| What you will do |
Select every line in the material below that contains the word "block", and copy each of those lines.

╭─ Input

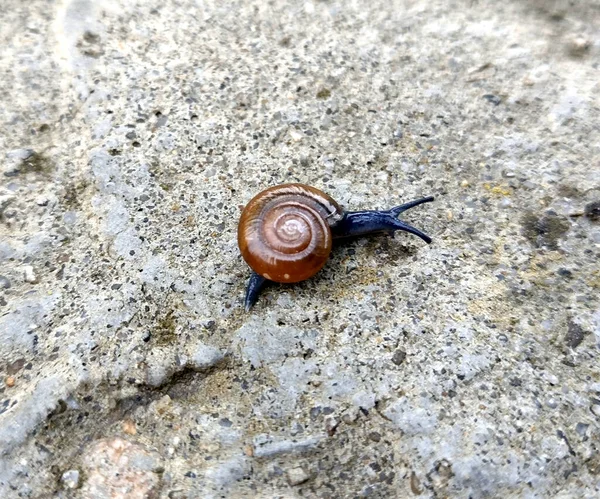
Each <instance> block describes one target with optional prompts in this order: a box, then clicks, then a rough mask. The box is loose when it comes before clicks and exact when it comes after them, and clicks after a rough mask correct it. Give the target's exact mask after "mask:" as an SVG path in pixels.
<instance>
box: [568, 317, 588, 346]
mask: <svg viewBox="0 0 600 499" xmlns="http://www.w3.org/2000/svg"><path fill="white" fill-rule="evenodd" d="M585 334H586V333H585V331H584V330H583V328H582V327H581V326H580V325H579V324H575V323H574V322H569V324H568V326H567V334H566V336H565V344H566V345H567V346H568V347H569V348H577V347H578V346H579V345H580V344H581V342H582V341H583V339H584V338H585Z"/></svg>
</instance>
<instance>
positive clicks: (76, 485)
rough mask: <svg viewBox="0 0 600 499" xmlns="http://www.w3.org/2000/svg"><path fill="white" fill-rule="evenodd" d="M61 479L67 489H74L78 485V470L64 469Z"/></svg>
mask: <svg viewBox="0 0 600 499" xmlns="http://www.w3.org/2000/svg"><path fill="white" fill-rule="evenodd" d="M61 481H62V483H63V484H64V486H65V487H66V488H67V489H76V488H77V487H79V471H78V470H69V471H65V472H64V473H63V475H62V477H61Z"/></svg>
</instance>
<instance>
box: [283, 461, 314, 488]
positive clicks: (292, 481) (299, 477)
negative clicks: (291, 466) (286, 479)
mask: <svg viewBox="0 0 600 499" xmlns="http://www.w3.org/2000/svg"><path fill="white" fill-rule="evenodd" d="M309 478H310V476H309V474H308V473H307V472H306V471H305V470H304V468H301V467H300V466H298V467H296V468H292V469H291V470H288V472H287V479H288V483H289V484H290V485H291V486H292V487H293V486H295V485H300V484H301V483H304V482H306V481H307V480H308V479H309Z"/></svg>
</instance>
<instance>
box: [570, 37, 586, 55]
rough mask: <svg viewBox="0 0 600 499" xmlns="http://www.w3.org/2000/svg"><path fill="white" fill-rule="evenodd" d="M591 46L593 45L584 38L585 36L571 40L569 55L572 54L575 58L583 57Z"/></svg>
mask: <svg viewBox="0 0 600 499" xmlns="http://www.w3.org/2000/svg"><path fill="white" fill-rule="evenodd" d="M591 46H592V43H591V42H590V40H588V39H587V38H584V37H583V36H577V37H574V38H571V39H570V40H569V41H568V42H567V50H568V51H569V54H571V55H572V56H573V57H581V56H583V55H584V54H585V53H586V52H587V51H588V50H589V49H590V47H591Z"/></svg>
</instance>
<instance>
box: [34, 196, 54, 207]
mask: <svg viewBox="0 0 600 499" xmlns="http://www.w3.org/2000/svg"><path fill="white" fill-rule="evenodd" d="M49 202H50V200H49V199H48V198H47V197H46V196H44V195H42V196H38V197H37V198H36V199H35V204H37V205H38V206H48V203H49Z"/></svg>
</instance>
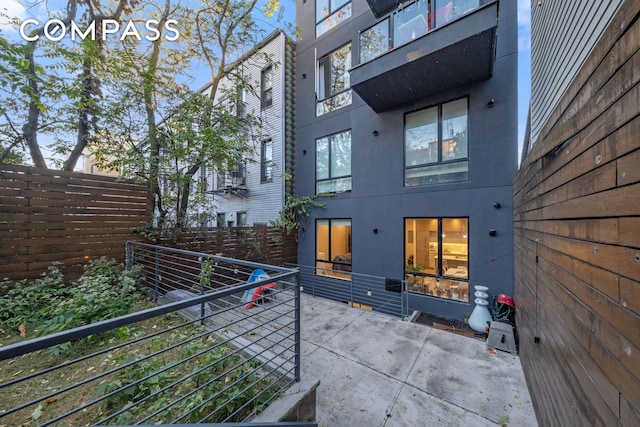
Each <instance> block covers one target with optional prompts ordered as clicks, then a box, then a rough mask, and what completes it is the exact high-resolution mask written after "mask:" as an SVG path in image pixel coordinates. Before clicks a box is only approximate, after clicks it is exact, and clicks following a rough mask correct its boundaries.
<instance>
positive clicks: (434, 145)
mask: <svg viewBox="0 0 640 427" xmlns="http://www.w3.org/2000/svg"><path fill="white" fill-rule="evenodd" d="M467 110H468V107H467V98H462V99H458V100H455V101H452V102H448V103H445V104H441V105H436V106H434V107H430V108H426V109H424V110H420V111H416V112H414V113H410V114H407V115H406V116H405V185H406V186H415V185H428V184H439V183H446V182H459V181H468V180H469V162H468V157H469V154H468V146H469V141H468V136H467V135H468V114H467Z"/></svg>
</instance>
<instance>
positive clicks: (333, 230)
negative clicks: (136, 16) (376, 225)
mask: <svg viewBox="0 0 640 427" xmlns="http://www.w3.org/2000/svg"><path fill="white" fill-rule="evenodd" d="M316 274H318V275H323V276H332V277H336V278H339V279H345V280H351V220H350V219H318V220H316Z"/></svg>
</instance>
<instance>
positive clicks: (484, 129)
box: [295, 0, 518, 319]
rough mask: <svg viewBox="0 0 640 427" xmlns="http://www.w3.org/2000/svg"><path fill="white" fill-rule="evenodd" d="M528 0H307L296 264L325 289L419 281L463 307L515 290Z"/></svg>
mask: <svg viewBox="0 0 640 427" xmlns="http://www.w3.org/2000/svg"><path fill="white" fill-rule="evenodd" d="M516 15H517V12H516V2H514V1H505V0H502V1H483V0H455V1H453V0H452V1H444V0H430V1H429V0H419V1H415V2H405V3H402V4H400V3H398V1H389V0H368V1H365V0H352V1H349V0H306V1H302V0H299V1H298V2H297V25H298V27H299V28H300V30H301V39H300V40H299V41H298V43H297V48H296V50H297V62H296V74H297V75H296V141H297V145H296V173H295V183H296V194H297V195H298V196H312V195H317V196H319V197H318V201H320V202H321V203H323V204H324V205H325V208H324V209H314V210H313V212H312V215H311V218H310V221H309V222H308V225H307V227H306V229H305V230H304V232H303V233H302V235H301V237H300V241H299V249H298V251H299V253H298V262H299V263H300V264H302V265H310V266H314V267H315V268H316V270H315V274H316V275H319V276H320V275H321V276H323V278H324V279H326V280H325V281H324V282H323V283H325V286H338V287H339V286H348V285H349V283H348V282H349V281H351V280H352V279H353V277H355V276H356V275H357V274H366V275H372V276H380V277H384V278H389V279H406V280H407V285H408V290H409V298H408V300H409V307H410V308H411V309H412V310H418V311H421V312H427V313H431V314H435V315H439V316H443V317H447V318H451V319H462V318H463V316H464V315H465V314H469V313H471V311H472V310H473V308H474V296H473V293H474V290H473V286H474V285H484V286H488V287H489V294H490V295H497V294H500V293H505V294H509V295H512V294H513V252H514V246H513V241H514V239H513V222H512V179H513V177H514V174H515V172H516V170H517V151H518V150H517V146H518V141H517V34H516V33H517V17H516Z"/></svg>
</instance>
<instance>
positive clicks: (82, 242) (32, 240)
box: [0, 165, 150, 280]
mask: <svg viewBox="0 0 640 427" xmlns="http://www.w3.org/2000/svg"><path fill="white" fill-rule="evenodd" d="M149 219H150V213H149V209H148V204H147V186H146V185H144V184H135V183H132V182H125V181H120V180H118V179H117V178H114V177H107V176H100V175H90V174H81V173H76V172H62V171H57V170H47V169H40V168H30V167H25V166H12V165H0V280H2V279H4V278H9V279H12V280H15V279H27V278H28V279H31V278H35V277H38V276H40V274H41V273H42V272H44V271H46V269H47V267H48V266H49V265H51V263H52V262H54V261H60V262H64V268H62V271H63V272H64V273H65V274H70V275H72V276H73V275H76V274H78V273H79V272H80V271H81V266H82V265H84V264H85V263H86V262H87V261H88V260H90V259H94V258H99V257H101V256H106V257H109V258H115V259H117V260H120V261H123V260H124V248H125V243H126V242H127V240H142V237H141V236H140V235H138V234H135V233H133V231H134V229H135V228H136V227H138V226H140V225H142V224H144V223H146V222H147V221H149Z"/></svg>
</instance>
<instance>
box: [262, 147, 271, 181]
mask: <svg viewBox="0 0 640 427" xmlns="http://www.w3.org/2000/svg"><path fill="white" fill-rule="evenodd" d="M260 151H261V155H260V182H271V181H272V179H273V141H272V140H270V139H267V140H265V141H262V148H261V150H260Z"/></svg>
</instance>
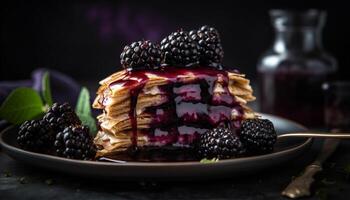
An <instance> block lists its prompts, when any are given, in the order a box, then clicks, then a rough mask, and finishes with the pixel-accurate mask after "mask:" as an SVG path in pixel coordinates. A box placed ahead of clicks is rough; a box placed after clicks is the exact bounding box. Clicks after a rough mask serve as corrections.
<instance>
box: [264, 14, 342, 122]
mask: <svg viewBox="0 0 350 200" xmlns="http://www.w3.org/2000/svg"><path fill="white" fill-rule="evenodd" d="M270 16H271V21H272V24H273V26H274V28H275V41H274V43H273V45H272V47H271V48H270V49H269V50H268V51H266V52H265V53H264V54H263V55H262V57H261V59H260V60H259V62H258V66H257V71H258V79H259V87H260V109H261V111H262V112H265V113H271V114H275V115H279V116H282V117H285V118H289V119H292V120H295V121H298V122H300V123H302V124H304V125H308V126H313V127H317V126H320V125H322V124H323V116H324V113H323V112H324V109H323V105H324V98H323V92H322V83H324V82H325V81H328V80H329V79H330V78H331V77H332V76H333V75H334V74H335V72H336V70H337V63H336V60H335V59H334V57H332V56H331V55H330V54H328V53H327V52H326V51H325V50H324V49H323V47H322V42H321V32H322V29H323V27H324V24H325V20H326V13H325V12H323V11H318V10H308V11H305V12H292V11H286V10H272V11H270Z"/></svg>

╰─

| Solution to the exercise |
Each <instance> block describes one target with optional prompts in this order: a box, then clicks, then a rough mask. The box is loose when it comes before clicks and exact when it comes after them, and clicks after a rough mask correct it. Give the target's exact mask after "mask:" as an SVG path in pixels.
Each <instance> block covers one target with optional prompts ordered as clicks, then a box, then a rough mask, and what completes it is the exact high-resolution mask written after "mask:" as an SVG path in image pixel coordinates. Before clicks a box is only approximate, after clicks it is exact, and clicks following a rough mask correct its boundaries.
An <instance> block lists its prompts, when any are given, in the order a box, then clicks, then a rough mask, and finishes with the pixel-accurate mask after "mask:" as an SVG path in pixel coordinates. A box placed ahead of clicks is rough; a box placed after clicks is the exact bounding box. Clicks after a rough mask serve as corrections.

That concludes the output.